_To do_
Render the stretch of items from the line containing "Put a dot on every instance of the fence" through the line containing "<point>503,198</point>", both ends included, as a JSON list of strings with one string per line and blank lines omitted.

Point annotation dataset items:
○ ○ ○ ○
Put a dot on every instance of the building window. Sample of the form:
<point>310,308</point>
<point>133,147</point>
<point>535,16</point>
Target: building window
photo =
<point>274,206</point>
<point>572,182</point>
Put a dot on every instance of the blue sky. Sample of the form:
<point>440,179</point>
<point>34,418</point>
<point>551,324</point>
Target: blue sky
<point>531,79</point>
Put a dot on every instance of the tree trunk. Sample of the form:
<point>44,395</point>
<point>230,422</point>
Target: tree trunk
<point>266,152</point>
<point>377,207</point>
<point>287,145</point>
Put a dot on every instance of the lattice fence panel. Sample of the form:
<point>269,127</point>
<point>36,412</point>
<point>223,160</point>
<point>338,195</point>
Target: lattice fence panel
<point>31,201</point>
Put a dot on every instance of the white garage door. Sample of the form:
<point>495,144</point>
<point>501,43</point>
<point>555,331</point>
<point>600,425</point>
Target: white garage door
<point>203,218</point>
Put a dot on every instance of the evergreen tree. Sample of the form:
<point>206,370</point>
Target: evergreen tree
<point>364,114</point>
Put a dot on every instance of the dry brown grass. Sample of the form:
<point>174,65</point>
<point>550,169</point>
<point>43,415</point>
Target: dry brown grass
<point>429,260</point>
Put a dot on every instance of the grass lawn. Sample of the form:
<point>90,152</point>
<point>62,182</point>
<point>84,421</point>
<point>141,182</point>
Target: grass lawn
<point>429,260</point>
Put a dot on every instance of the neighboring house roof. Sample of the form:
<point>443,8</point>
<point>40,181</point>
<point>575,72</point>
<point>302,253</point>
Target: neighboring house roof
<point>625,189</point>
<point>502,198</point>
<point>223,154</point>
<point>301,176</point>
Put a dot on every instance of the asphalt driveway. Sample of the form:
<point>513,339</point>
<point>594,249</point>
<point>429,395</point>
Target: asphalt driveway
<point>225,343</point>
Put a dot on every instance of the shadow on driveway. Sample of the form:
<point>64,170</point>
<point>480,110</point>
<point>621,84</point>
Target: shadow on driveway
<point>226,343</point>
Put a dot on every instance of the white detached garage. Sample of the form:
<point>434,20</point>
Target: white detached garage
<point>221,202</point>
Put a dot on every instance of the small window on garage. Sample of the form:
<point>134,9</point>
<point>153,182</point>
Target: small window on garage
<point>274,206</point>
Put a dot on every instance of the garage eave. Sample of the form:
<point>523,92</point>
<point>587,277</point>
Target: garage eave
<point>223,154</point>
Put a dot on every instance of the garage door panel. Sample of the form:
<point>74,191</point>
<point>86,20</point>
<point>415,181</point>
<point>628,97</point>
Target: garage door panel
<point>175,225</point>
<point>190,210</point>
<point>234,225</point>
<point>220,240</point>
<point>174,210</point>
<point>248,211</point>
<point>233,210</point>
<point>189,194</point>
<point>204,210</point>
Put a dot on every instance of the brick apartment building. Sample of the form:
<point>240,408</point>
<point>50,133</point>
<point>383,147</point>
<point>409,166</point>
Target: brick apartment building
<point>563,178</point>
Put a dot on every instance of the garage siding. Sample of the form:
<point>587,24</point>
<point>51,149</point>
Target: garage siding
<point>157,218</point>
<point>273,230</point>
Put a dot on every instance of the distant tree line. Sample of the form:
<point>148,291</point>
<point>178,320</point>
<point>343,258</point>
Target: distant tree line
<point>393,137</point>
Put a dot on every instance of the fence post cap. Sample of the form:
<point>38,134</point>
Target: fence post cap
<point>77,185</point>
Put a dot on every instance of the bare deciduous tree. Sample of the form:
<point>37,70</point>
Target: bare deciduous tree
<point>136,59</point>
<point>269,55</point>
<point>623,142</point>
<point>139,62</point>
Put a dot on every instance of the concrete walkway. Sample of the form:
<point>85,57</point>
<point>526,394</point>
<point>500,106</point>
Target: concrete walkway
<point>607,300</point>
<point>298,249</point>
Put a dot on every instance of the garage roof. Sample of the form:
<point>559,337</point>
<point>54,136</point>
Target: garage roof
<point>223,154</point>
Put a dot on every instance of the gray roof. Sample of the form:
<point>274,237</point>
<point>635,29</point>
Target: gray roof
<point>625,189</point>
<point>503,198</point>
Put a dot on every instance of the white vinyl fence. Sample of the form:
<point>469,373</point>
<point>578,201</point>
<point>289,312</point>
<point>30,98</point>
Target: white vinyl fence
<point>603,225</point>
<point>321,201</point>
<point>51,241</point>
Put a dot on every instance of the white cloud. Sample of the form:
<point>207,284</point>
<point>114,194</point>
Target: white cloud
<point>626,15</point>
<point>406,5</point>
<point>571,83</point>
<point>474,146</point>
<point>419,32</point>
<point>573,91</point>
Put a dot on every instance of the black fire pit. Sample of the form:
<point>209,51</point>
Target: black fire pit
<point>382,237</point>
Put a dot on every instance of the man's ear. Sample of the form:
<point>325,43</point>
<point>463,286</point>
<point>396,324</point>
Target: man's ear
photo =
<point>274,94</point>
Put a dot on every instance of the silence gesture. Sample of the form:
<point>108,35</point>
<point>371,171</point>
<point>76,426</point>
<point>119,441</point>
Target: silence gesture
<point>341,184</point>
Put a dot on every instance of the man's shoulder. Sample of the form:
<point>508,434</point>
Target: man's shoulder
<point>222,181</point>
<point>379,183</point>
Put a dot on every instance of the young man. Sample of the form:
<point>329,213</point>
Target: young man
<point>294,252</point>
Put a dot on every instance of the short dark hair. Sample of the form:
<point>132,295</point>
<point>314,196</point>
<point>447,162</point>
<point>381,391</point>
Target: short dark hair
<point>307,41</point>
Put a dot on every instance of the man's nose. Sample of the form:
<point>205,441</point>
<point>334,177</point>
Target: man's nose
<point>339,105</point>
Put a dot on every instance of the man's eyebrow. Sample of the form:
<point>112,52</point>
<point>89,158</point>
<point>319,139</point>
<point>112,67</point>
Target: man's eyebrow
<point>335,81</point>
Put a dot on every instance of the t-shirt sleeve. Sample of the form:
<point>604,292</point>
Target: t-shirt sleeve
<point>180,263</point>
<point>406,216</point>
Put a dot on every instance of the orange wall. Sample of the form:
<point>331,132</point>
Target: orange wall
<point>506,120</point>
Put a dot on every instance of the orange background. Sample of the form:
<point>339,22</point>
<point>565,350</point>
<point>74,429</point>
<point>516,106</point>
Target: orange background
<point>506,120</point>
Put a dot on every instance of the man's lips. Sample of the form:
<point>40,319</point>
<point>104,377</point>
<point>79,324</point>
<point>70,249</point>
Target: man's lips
○ ○ ○ ○
_Result for this task_
[
  "Put a dot on every instance of the fence post cap. Sample of the form:",
  "<point>38,134</point>",
  "Target: fence post cap",
  "<point>77,185</point>",
  "Put a dot on every instance of the bare deciduous tree. Sample of the form:",
  "<point>37,70</point>",
  "Target: bare deciduous tree",
  "<point>136,59</point>",
  "<point>269,55</point>",
  "<point>623,142</point>",
  "<point>139,62</point>",
  "Put a dot on every instance of the concrete walkway. Sample of the form:",
  "<point>85,57</point>",
  "<point>526,394</point>",
  "<point>500,106</point>",
  "Target: concrete walkway",
  "<point>607,300</point>",
  "<point>298,249</point>",
  "Put a dot on every instance of the garage roof. Sample of the form:",
  "<point>559,337</point>",
  "<point>54,136</point>",
  "Target: garage roof",
  "<point>223,154</point>",
  "Put a dot on every instance of the gray roof. Sample of the form:",
  "<point>274,237</point>",
  "<point>635,29</point>",
  "Target: gray roof",
  "<point>625,189</point>",
  "<point>503,198</point>"
]